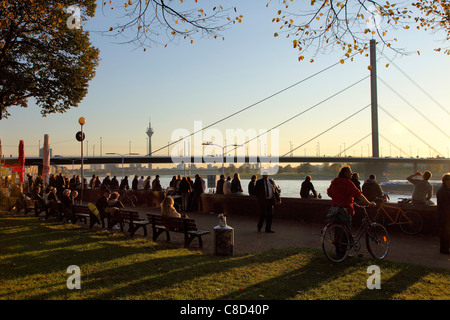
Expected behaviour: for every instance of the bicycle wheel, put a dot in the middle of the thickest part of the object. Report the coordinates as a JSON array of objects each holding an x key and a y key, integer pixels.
[
  {"x": 379, "y": 217},
  {"x": 410, "y": 222},
  {"x": 335, "y": 242},
  {"x": 377, "y": 240}
]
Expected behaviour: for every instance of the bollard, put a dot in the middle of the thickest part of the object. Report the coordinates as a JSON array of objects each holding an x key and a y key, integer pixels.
***
Every line of the data above is to be set down word for word, with the pictures left out.

Expected behaviour: for every instance of the bicycle wheel, put a dot in the middle of the thickest part of the object. Report the coordinates as a JSON array of objects each holding an x key and a y key, integer pixels.
[
  {"x": 379, "y": 217},
  {"x": 410, "y": 222},
  {"x": 335, "y": 242},
  {"x": 377, "y": 240}
]
Expected behaviour: for every instance of the bollard, put a dot in the middle of the thickest part of the object. Report the coordinates as a JSON array of objects each holding an x key and a y key, integer pixels.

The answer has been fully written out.